WRITTEN INSTRUCTION:
Print the stretch of the records from the line containing "Where can you see the purple" through the end of the records, copying each line verbatim and nothing else.

INFORMATION SHOWN:
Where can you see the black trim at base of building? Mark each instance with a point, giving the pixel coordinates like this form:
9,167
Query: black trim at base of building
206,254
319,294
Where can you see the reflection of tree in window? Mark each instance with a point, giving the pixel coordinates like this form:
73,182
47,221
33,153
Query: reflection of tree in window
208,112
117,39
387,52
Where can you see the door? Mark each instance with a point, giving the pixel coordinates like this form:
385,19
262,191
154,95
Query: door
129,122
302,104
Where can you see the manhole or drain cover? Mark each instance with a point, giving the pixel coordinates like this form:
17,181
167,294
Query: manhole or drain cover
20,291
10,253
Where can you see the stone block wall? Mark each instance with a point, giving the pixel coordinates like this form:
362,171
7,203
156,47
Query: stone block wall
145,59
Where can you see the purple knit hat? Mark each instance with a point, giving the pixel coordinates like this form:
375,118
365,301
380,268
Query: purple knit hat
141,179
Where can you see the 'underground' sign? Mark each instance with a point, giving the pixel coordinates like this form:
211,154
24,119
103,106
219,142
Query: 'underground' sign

SOLUTION TO THE PROBLEM:
Where can you see the purple knit hat? Mark each instance with a point, giving the pixel coordinates like this form:
375,118
365,301
380,268
Query: purple knit hat
141,179
Where can you see the 'underground' sign? Mark each instance with a point, giving the pixel coordinates like this form:
211,154
24,119
103,106
219,142
Query: 'underground' sign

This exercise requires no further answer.